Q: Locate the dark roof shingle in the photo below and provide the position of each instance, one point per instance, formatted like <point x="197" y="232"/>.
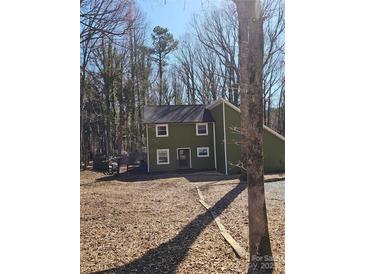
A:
<point x="176" y="114"/>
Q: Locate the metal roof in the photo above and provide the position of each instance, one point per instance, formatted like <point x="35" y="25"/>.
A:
<point x="176" y="114"/>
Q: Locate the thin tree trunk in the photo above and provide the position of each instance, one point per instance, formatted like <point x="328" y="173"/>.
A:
<point x="251" y="60"/>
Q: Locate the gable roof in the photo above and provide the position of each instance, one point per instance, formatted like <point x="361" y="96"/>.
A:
<point x="221" y="100"/>
<point x="176" y="114"/>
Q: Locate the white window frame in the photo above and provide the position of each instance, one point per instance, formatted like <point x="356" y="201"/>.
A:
<point x="177" y="154"/>
<point x="201" y="124"/>
<point x="168" y="156"/>
<point x="202" y="156"/>
<point x="162" y="125"/>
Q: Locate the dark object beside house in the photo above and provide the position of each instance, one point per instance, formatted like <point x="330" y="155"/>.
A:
<point x="108" y="166"/>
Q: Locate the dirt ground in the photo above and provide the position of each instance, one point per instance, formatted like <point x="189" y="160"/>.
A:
<point x="156" y="224"/>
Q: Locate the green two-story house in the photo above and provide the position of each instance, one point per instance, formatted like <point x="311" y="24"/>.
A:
<point x="200" y="137"/>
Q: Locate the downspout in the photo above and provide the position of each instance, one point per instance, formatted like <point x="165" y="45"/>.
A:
<point x="215" y="150"/>
<point x="224" y="136"/>
<point x="148" y="152"/>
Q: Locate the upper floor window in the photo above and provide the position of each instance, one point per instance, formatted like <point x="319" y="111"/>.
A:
<point x="202" y="151"/>
<point x="201" y="129"/>
<point x="163" y="156"/>
<point x="162" y="130"/>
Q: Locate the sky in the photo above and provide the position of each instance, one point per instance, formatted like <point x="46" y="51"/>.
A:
<point x="175" y="15"/>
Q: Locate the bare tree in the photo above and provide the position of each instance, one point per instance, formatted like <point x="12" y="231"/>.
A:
<point x="163" y="44"/>
<point x="251" y="43"/>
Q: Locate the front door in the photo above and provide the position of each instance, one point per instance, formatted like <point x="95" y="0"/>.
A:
<point x="183" y="158"/>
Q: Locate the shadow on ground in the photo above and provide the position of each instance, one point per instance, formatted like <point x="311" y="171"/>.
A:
<point x="167" y="257"/>
<point x="192" y="177"/>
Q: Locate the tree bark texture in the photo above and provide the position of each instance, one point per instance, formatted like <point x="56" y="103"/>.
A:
<point x="251" y="61"/>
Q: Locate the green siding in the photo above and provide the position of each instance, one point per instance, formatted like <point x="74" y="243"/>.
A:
<point x="274" y="153"/>
<point x="180" y="136"/>
<point x="274" y="147"/>
<point x="217" y="114"/>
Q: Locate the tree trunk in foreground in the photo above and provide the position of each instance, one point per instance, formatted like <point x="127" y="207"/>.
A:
<point x="251" y="62"/>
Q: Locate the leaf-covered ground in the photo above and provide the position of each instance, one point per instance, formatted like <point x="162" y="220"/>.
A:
<point x="156" y="224"/>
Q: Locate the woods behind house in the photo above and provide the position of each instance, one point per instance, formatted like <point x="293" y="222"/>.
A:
<point x="124" y="66"/>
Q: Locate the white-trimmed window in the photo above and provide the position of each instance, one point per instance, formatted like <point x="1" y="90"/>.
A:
<point x="201" y="129"/>
<point x="163" y="156"/>
<point x="162" y="130"/>
<point x="202" y="151"/>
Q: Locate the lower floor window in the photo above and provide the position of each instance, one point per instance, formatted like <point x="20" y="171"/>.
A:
<point x="163" y="156"/>
<point x="203" y="151"/>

EXERCISE DESCRIPTION: Please reproduce the whole listing exactly; the pictures stay out.

ANSWER TO THIS EXERCISE:
Q: Locate the dark roof shingle in the photo below and provide the position of each instance, one point per instance, formatted like <point x="197" y="232"/>.
A:
<point x="176" y="114"/>
Q: Locate the metal roof in the photo above and provide the position of each instance, one point per instance, formatted like <point x="35" y="25"/>.
A:
<point x="176" y="114"/>
Q: Locate the thin tree trunk in the photo above and provide the position of each instance, one point per instance, formatted like <point x="328" y="173"/>.
A:
<point x="251" y="60"/>
Q: Locate the gable roof in the photo above and provide the position of each instance, one point per instance, formatted like <point x="361" y="96"/>.
A:
<point x="221" y="100"/>
<point x="176" y="114"/>
Q: Locate the white window frame in the photo above and provide the position of each instance, one point per instance, formatted like <point x="356" y="201"/>.
A:
<point x="177" y="154"/>
<point x="201" y="124"/>
<point x="168" y="156"/>
<point x="202" y="156"/>
<point x="162" y="125"/>
Q: Locate the dark object beside house in the photo above and provide the position of each instance, one point per instance, formatted like <point x="330" y="155"/>.
A:
<point x="108" y="166"/>
Q: Locate the dirt ground in the photo above and provide the position of each instance, one point per instance, formatted like <point x="189" y="160"/>.
A:
<point x="156" y="224"/>
Q: Locate the green two-story house in the photo above and provide the position of each instance, one point per instance, formatted like <point x="311" y="24"/>.
A:
<point x="200" y="137"/>
Q: Locate the downspout in the photo above and provide the position of each instance, one point per instance, formatted like <point x="165" y="45"/>.
A:
<point x="215" y="150"/>
<point x="224" y="136"/>
<point x="148" y="152"/>
Q: Locate the upper floor window in the photo above and provide the position of each instance, one point per instance, formatted like <point x="319" y="111"/>.
A:
<point x="202" y="151"/>
<point x="201" y="129"/>
<point x="163" y="156"/>
<point x="162" y="130"/>
Q: Locate the sky in the photo above and provide the position of each instance, one point per instance, formatted like <point x="46" y="51"/>.
A:
<point x="175" y="15"/>
Q: Locate the bare tree in the photo above and provide the position of each instance, one point per instance, formatted like <point x="12" y="231"/>.
A:
<point x="163" y="44"/>
<point x="251" y="43"/>
Q: Locate the front door in the photo above and provide the position of each instance, one point per instance, formatted like <point x="95" y="0"/>.
A:
<point x="183" y="158"/>
Q: Locate the shadow on ground in the photo above and provide the position of each instance, one point per instance, formatted like <point x="311" y="171"/>.
A:
<point x="167" y="257"/>
<point x="192" y="177"/>
Q: Locate the tree bark texture in the photo above and provide the position of each instance, one point per instance, formatted like <point x="56" y="103"/>.
A:
<point x="251" y="61"/>
Q: Locate the green siding in the photo above and provide the position of each instance, one point per instance, formatted like <point x="74" y="243"/>.
A:
<point x="274" y="153"/>
<point x="180" y="136"/>
<point x="274" y="147"/>
<point x="217" y="114"/>
Q: Locate the tree trunk in foreground in the photo above and provide the position of each instance, one point per instance, formatted like <point x="127" y="207"/>.
A:
<point x="251" y="62"/>
Q: Locate the leaf-covered ground in the photo above and provide the position of each instance, one point per instance, formatted like <point x="162" y="220"/>.
A:
<point x="156" y="224"/>
Q: Locate the woods behind house in the photo above and provide the position of each instance, one point per instance, formatted like <point x="293" y="222"/>.
A:
<point x="124" y="66"/>
Q: Locate the white-trimmed window in the photo above and provide the position of each instance, one point per instance, formatted like <point x="1" y="90"/>.
A:
<point x="201" y="129"/>
<point x="163" y="156"/>
<point x="162" y="130"/>
<point x="202" y="151"/>
Q: Locate the lower floor window in the photo above and provide the position of each instance, one point per instance, formatted like <point x="20" y="171"/>.
A:
<point x="163" y="156"/>
<point x="203" y="151"/>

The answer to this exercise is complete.